GOAL OF THE EXERCISE:
Transcribe each record below character for character.

(Stored items)
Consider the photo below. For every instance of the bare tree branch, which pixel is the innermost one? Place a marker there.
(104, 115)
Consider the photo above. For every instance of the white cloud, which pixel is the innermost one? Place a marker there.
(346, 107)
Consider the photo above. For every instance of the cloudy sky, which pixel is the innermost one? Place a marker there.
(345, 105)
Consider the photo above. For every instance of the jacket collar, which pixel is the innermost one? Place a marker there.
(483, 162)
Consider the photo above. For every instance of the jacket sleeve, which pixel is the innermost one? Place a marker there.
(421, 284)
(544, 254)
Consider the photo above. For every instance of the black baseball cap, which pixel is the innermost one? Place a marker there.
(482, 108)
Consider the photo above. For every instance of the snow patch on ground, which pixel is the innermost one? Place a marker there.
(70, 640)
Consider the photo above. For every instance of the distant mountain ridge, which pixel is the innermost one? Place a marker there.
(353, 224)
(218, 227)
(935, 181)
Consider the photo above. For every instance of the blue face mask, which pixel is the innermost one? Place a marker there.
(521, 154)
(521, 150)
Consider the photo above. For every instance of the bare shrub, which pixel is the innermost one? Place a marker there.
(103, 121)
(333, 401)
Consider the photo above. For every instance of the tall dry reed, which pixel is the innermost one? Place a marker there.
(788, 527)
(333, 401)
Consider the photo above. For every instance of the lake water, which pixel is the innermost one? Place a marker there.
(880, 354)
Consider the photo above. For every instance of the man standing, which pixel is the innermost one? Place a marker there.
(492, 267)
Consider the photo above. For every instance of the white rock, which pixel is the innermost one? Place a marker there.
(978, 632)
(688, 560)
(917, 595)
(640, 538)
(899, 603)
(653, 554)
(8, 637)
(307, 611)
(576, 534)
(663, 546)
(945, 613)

SOLUTION FOR THIS EXERCISE:
Consider the photo below. For every instance of the bare tree branch, which pixel is the innermost one? Place a marker there.
(104, 115)
Consider the photo above. For every instance of the white cloud, which pixel is the innermost one? Place a marker there.
(346, 107)
Consider the photo above. For every instance of the cloudy sky, which pixel is the innermost one? Place a marker there.
(345, 105)
Consider the photo above. For every instance of the jacket collar, which pixel is the innermost one? Place a marker there.
(483, 162)
Consider the photo above. For every instance of the jacket sleeve, which pixel is the innermost one? Place a marker there.
(421, 284)
(544, 254)
Consider the photo above. For every instance of the black baseball cap, which pixel is the innermost one? Place a marker there.
(482, 108)
Consider the photo above. For every instance of the snow patch on ground, which pixel is the innermost one? Place a marker there.
(70, 640)
Consider the photo above. For every instance of the distant mountain ridge, which pixel is the innermost one? Place a marker there.
(353, 224)
(218, 227)
(935, 181)
Consider the photo above. For every instance of the blue face mask, which pixel is the innermost one? Place a marker there.
(521, 154)
(521, 150)
Consider the photo above. For every instance of the bare shrub, which pixel is the innermost one? Place a marker there.
(103, 121)
(333, 401)
Consider the photo above. For every instance of the tall dry reed, which pixel is the innermost one? Place a marker there.
(788, 527)
(333, 401)
Consider the photo above. For every instance of the lake water, which pixel is the innermost one? Place a marker there.
(880, 354)
Consider the photo above. For every instance of the man standing, which pixel is the innermost one? Place a marker there.
(492, 267)
Consider the photo above. For every instance of the white rock, which pixel is the innermost one? Place a marker there.
(978, 632)
(688, 560)
(917, 595)
(640, 538)
(899, 603)
(653, 554)
(8, 637)
(307, 611)
(576, 534)
(663, 546)
(945, 613)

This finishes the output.